>> start INFORMATION GIVEN

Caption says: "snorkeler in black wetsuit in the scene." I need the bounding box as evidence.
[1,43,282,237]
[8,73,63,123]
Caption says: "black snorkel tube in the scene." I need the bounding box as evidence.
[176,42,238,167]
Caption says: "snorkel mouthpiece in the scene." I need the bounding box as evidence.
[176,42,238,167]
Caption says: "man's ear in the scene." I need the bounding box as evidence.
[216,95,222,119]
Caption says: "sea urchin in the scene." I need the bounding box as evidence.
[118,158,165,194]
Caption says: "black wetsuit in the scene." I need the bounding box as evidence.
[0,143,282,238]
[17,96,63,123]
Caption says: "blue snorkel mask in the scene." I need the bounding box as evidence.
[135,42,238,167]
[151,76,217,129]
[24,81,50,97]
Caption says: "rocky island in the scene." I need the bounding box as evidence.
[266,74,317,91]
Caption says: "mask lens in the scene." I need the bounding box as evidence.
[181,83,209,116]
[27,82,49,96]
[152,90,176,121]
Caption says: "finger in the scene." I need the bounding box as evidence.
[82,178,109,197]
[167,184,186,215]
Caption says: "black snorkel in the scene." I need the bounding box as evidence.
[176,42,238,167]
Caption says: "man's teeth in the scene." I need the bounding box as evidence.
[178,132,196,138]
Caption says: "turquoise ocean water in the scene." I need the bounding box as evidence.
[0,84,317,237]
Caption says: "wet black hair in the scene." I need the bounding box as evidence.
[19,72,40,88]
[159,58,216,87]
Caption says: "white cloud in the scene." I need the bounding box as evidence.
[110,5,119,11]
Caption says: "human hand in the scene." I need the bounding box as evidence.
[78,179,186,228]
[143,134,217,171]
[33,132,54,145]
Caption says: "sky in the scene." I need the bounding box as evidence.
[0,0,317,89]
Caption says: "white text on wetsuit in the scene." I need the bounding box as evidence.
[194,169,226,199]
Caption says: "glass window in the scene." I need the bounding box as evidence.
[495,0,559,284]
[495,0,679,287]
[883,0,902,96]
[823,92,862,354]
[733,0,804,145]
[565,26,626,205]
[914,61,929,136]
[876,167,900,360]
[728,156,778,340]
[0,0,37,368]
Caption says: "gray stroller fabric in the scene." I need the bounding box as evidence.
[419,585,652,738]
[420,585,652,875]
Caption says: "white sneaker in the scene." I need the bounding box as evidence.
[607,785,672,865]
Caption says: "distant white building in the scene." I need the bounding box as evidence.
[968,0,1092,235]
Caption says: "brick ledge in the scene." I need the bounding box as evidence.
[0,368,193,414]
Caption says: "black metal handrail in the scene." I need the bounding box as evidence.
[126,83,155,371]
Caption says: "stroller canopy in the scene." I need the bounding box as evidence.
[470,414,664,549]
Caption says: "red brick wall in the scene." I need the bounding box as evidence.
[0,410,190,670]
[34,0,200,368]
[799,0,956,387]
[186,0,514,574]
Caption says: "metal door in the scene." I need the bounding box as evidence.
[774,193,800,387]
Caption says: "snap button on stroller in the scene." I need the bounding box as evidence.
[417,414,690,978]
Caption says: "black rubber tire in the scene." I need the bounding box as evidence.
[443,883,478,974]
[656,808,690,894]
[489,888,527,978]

>> end INFORMATION GIVEN

Put every entry above into a two-column CSV with the columns input and output, one row per entry: its text in input and its answer in output. Enclose each field in double quotes and replace any line breaks with spaces.

input,output
"Caption says: ""snorkeler in black wetsuit in the scene."" I need the bounding box as evidence.","[1,43,282,237] [8,73,63,123]"
"Caption says: ""black snorkel tube in the scene."" I need the bounding box as evidence.","[176,42,238,167]"
"Caption says: ""snorkel mouthpiece in the scene."" I need the bounding box as evidence.","[176,42,238,167]"
"Caption says: ""man's ear in the scene."" I need the bounding box as evidence.","[216,95,222,119]"
"Caption says: ""sea urchin in the scene."" I need the bounding box as evidence.","[118,158,165,194]"
"Caption says: ""black wetsuit in the scene."" I need the bounding box as evidence.","[0,143,282,238] [17,96,63,123]"
"Caption says: ""blue snorkel mask in the scene."" I need the bounding box as evidence.","[135,42,238,167] [151,76,217,129] [24,81,50,97]"
"Caption says: ""rocky island in the scene."" I need the bounding box as evidence.","[266,74,317,91]"
"Caption says: ""mask lens in the scene."" I need the bounding box as evidence.","[181,83,209,116] [27,82,49,96] [152,90,176,121]"
"Caption says: ""finger in the scene."" I need the bounding box as evidence.","[82,178,109,197] [167,184,186,215]"
"Caption says: ""black snorkel in the scene."" I need the bounding box as evidence.","[176,42,238,167]"
"Caption says: ""man's teeth in the scene."" I need the bounding box as evidence.","[178,132,196,138]"
"Caption says: ""turquoise ocean water in the scene."" I need the bounding box as evidence.","[0,84,317,237]"
"Caption says: ""wet black hair in the scene."" I need the bounding box as evidence.","[19,72,40,88] [159,58,216,87]"
"Caption says: ""white cloud in the scene."" I need the bounding box as evidence.","[110,5,119,11]"
"Caption says: ""human hand in the scene."" I need the bounding box as evidence.","[78,179,186,228] [143,134,217,171] [33,132,54,145]"
"Caption says: ""sky in the scene."" I need the bounding box as evidence.","[0,0,317,89]"
"Caption says: ""white text on wetsuit in the scene."" I need the bounding box as evidence.","[194,169,226,199]"
"Caption says: ""glass window in the scene."" I need the bounding box as evidence.","[495,0,559,284] [495,0,679,287] [883,0,902,96] [823,92,862,354] [733,0,804,145] [565,26,626,205] [914,61,929,136] [876,167,900,360] [728,156,778,340] [0,0,37,368]"
"Caption says: ""gray stroller fabric in the scene."" I need the bounding box as evidence.","[419,585,652,738] [420,585,652,875]"
"Caption says: ""white sneaker in the scene."" I need the bounding box as evidence.","[607,785,672,865]"
"Caption says: ""distant white building in the scene."" I need the bounding box as evidence.","[968,0,1092,235]"
"Caption says: ""brick ledge in the scene."" I need the bounding box as evidence.","[0,368,193,414]"
"Caption says: ""black metal handrail in the scene."" I need the bounding box as evidence.","[126,83,155,371]"
"Caption says: ""stroller canopy in the scene."" I need the bounding box as evidence.","[470,414,664,549]"
"Caption says: ""red brick wall in the scene."" I need the bounding box as evidence.","[0,410,190,670] [34,0,200,368] [799,0,956,387] [186,0,514,574]"
"Caption says: ""metal door in the scene."" I need the bounding box as evidence.","[774,193,800,387]"
"Caption says: ""snap button on stroller in the scene."" I need the bounding box as evidence.","[417,414,690,978]"
"Caption says: ""black rubber tire in the scene."" I need the bounding box as evidence.","[443,883,478,974] [656,808,690,894] [489,888,527,978]"